• WRITTEN TASK: Can you copy out the data below with every "play diagram" switched to "site plan" and nothing else altered?

====== THE RECORDS

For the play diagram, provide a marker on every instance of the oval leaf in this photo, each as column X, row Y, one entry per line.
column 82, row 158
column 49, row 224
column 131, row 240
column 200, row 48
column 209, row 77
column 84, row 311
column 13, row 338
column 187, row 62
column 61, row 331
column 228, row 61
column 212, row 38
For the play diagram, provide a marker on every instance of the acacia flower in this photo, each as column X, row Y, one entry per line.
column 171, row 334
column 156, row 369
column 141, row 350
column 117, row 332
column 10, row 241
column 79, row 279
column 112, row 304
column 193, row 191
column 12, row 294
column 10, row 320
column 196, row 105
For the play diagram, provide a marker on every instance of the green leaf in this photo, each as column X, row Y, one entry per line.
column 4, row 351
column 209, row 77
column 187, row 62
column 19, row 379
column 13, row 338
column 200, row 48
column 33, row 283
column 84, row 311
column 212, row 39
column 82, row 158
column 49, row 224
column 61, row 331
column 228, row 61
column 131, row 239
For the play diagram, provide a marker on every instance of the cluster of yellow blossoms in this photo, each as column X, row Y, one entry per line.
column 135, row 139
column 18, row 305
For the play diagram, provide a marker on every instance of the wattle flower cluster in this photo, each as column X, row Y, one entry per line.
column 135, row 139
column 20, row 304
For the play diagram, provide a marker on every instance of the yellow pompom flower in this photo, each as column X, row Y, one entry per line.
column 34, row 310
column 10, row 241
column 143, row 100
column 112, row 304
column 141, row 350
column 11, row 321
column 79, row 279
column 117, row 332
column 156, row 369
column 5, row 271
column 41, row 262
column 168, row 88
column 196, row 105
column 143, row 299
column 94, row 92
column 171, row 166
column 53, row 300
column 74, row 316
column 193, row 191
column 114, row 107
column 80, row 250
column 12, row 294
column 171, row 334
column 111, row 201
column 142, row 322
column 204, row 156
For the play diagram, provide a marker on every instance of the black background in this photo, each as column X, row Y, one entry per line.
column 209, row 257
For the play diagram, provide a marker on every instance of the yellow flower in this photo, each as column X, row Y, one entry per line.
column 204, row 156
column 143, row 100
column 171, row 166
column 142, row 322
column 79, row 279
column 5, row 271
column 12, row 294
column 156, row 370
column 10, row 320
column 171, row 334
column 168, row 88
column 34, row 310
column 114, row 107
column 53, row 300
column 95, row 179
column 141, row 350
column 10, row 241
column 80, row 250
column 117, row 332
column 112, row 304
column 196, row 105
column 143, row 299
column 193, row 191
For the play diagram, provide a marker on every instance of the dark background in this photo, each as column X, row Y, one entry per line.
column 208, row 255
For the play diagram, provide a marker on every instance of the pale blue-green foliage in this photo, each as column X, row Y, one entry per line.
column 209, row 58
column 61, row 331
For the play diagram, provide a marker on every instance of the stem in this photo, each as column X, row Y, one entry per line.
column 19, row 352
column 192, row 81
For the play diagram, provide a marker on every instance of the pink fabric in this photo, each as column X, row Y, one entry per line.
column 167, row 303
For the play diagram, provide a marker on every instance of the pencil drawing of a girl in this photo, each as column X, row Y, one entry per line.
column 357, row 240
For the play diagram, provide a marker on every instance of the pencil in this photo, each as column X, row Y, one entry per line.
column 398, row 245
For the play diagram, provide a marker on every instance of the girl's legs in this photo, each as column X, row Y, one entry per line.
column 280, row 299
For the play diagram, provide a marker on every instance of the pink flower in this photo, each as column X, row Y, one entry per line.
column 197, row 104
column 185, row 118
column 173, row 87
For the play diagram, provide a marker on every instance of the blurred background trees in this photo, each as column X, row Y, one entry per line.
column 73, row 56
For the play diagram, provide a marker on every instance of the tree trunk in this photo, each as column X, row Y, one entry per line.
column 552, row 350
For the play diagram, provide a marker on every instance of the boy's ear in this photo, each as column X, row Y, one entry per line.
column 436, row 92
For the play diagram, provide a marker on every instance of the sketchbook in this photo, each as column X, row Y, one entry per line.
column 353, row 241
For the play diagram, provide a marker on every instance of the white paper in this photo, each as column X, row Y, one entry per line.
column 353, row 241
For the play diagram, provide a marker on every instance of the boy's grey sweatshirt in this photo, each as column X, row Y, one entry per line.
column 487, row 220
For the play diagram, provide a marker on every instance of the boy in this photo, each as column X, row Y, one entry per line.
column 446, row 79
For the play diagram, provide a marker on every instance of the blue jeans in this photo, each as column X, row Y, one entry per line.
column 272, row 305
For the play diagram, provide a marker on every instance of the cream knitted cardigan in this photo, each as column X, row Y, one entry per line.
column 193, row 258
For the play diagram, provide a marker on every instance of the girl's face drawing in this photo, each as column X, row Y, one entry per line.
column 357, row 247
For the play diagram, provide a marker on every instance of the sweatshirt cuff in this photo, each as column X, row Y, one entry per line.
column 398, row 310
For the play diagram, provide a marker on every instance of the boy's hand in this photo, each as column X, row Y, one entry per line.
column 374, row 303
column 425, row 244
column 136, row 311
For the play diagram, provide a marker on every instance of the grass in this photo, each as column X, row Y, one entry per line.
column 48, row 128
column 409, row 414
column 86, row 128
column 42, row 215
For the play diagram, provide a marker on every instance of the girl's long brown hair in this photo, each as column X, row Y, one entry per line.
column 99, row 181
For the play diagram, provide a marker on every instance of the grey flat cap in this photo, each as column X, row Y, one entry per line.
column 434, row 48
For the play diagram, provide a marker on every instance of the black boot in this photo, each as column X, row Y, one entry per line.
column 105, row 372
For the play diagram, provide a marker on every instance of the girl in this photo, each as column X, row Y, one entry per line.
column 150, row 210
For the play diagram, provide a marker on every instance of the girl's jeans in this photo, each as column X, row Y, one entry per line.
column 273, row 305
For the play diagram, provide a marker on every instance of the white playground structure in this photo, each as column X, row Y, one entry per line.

============

• SOLUTION FOR THIS PROBLEM:
For the site plan, provide a marker on every instance of the oval leaf in this photo, each as column X, row Y, one entry per line.
column 82, row 158
column 49, row 224
column 131, row 240
column 200, row 48
column 209, row 77
column 84, row 311
column 13, row 338
column 187, row 62
column 61, row 331
column 228, row 61
column 212, row 38
For the site plan, provide a marker on every instance of the acacia flower in this photo, each as column X, row Y, one entry per line.
column 171, row 334
column 156, row 369
column 141, row 350
column 117, row 332
column 10, row 241
column 79, row 279
column 112, row 304
column 193, row 191
column 12, row 294
column 10, row 320
column 196, row 105
For the site plan, provide a marker on every instance of the green leaf in this photo, each as column X, row Y, one entry per line.
column 4, row 351
column 209, row 77
column 187, row 62
column 19, row 379
column 13, row 338
column 200, row 48
column 33, row 283
column 84, row 311
column 212, row 39
column 82, row 158
column 49, row 224
column 61, row 331
column 228, row 61
column 131, row 239
For the site plan, provide a marker on every instance of the cluster of yellow blossoms in this photo, each as column X, row Y, one entry per line.
column 135, row 139
column 18, row 305
For the site plan, provide a marker on every instance of the wattle flower cluster in this photo, each as column X, row Y, one entry per line.
column 135, row 139
column 20, row 304
For the site plan, provide a marker on every instance of the yellow pompom flower in this photo, each as column X, row Y, one entry per line.
column 34, row 310
column 10, row 241
column 143, row 100
column 112, row 304
column 141, row 350
column 11, row 321
column 79, row 279
column 117, row 332
column 156, row 369
column 5, row 271
column 41, row 262
column 168, row 88
column 196, row 105
column 143, row 299
column 94, row 92
column 171, row 166
column 53, row 300
column 74, row 316
column 193, row 191
column 114, row 107
column 80, row 250
column 12, row 294
column 171, row 334
column 111, row 201
column 142, row 322
column 204, row 156
For the site plan, provide a marker on every instance of the black background in this photo, each as column X, row Y, one entry per line.
column 209, row 257
For the site plan, provide a marker on every instance of the yellow flower in this photo, each as column X, row Y, one entry per line.
column 204, row 156
column 143, row 100
column 171, row 166
column 142, row 322
column 79, row 279
column 5, row 271
column 12, row 294
column 156, row 370
column 10, row 320
column 171, row 334
column 168, row 88
column 34, row 310
column 114, row 107
column 53, row 300
column 95, row 179
column 141, row 350
column 10, row 241
column 80, row 250
column 117, row 332
column 112, row 304
column 196, row 105
column 143, row 299
column 193, row 191
For the site plan, provide a marker on every instance of the dark background in this photo, each as column X, row Y, one entry per line.
column 208, row 255
For the site plan, provide a marker on every instance of the pale blue-green foliage in this photo, each as column X, row Y, one entry per line.
column 209, row 58
column 61, row 331
For the site plan, provide a marker on every instance of the stem in this photo, each as column X, row Y, one entry per line.
column 19, row 352
column 192, row 81
For the site plan, provide a marker on every instance of the pink fabric in this photo, each as column X, row Y, one entry per line.
column 167, row 303
For the site plan, provide a marker on every instance of the pencil drawing of a girl in this photo, each as column X, row Y, one entry per line.
column 357, row 240
For the site plan, provide a marker on every instance of the pencil in this photo, each as column X, row Y, one entry per line.
column 398, row 245
For the site plan, provide a marker on every instance of the girl's legs in this photo, each as column X, row Y, one entry per line.
column 280, row 299
For the site plan, provide a marker on every instance of the pink flower in this photo, each as column X, row Y, one entry per line.
column 197, row 104
column 185, row 118
column 173, row 87
For the site plan, provide a marker on every instance of the blurred background trees in this photo, each as column X, row Y, one entry per line.
column 73, row 56
For the site plan, provide a marker on every instance of the tree trunk in this photo, each as column X, row Y, one entry per line.
column 552, row 350
For the site plan, provide a marker on every instance of the boy's ear in this photo, each as column X, row Y, one entry per line.
column 436, row 92
For the site plan, provide a marker on every instance of the sketchbook in this photo, each as column X, row Y, one entry per line.
column 353, row 241
For the site plan, provide a marker on every instance of the white paper in this photo, each as column X, row Y, one entry per line.
column 353, row 241
For the site plan, provide a marker on every instance of the boy's grey sweatshirt in this photo, each as column X, row Y, one entry per line.
column 487, row 220
For the site plan, provide a marker on every instance of the boy in this photo, each as column X, row Y, one entry per line.
column 446, row 79
For the site plan, provide a marker on every instance of the blue jeans in this photo, each as column X, row Y, one entry per line.
column 272, row 305
For the site plan, provide a marker on every instance of the cream knitted cardigan in this photo, each as column X, row Y, one entry per line.
column 193, row 258
For the site plan, provide a marker on every instance of the girl's face drawing in this photo, each as column X, row Y, one entry per line.
column 357, row 247
For the site plan, provide a marker on every instance of the sweatshirt cuff in this photo, each as column X, row Y, one entry per line.
column 398, row 310
For the site plan, provide a marker on every instance of the boy's hand in this photo, each as column X, row Y, one entry per line.
column 374, row 303
column 425, row 244
column 136, row 311
For the site plan, provide a marker on every instance of the grass in this photo, each as column X, row Y, one entry per line.
column 48, row 128
column 409, row 414
column 86, row 128
column 42, row 215
For the site plan, provide a marker on every instance of the girl's long brown hair in this photo, each as column X, row Y, one entry per line.
column 99, row 181
For the site plan, provide a marker on every instance of the grey flat cap in this photo, each as column X, row Y, one entry per line.
column 434, row 48
For the site plan, provide a marker on every instance of the black boot in this photo, each as column X, row Y, one entry per line.
column 105, row 372
For the site plan, provide a marker on every instance of the girl in this photo, each as column X, row Y, one entry per line.
column 150, row 210
For the site plan, provide a marker on every instance of the girl's jeans in this photo, each as column X, row Y, one entry per line.
column 273, row 305
For the site plan, provide a marker on every instance of the white playground structure in this photo, each as column X, row Y, one entry per line.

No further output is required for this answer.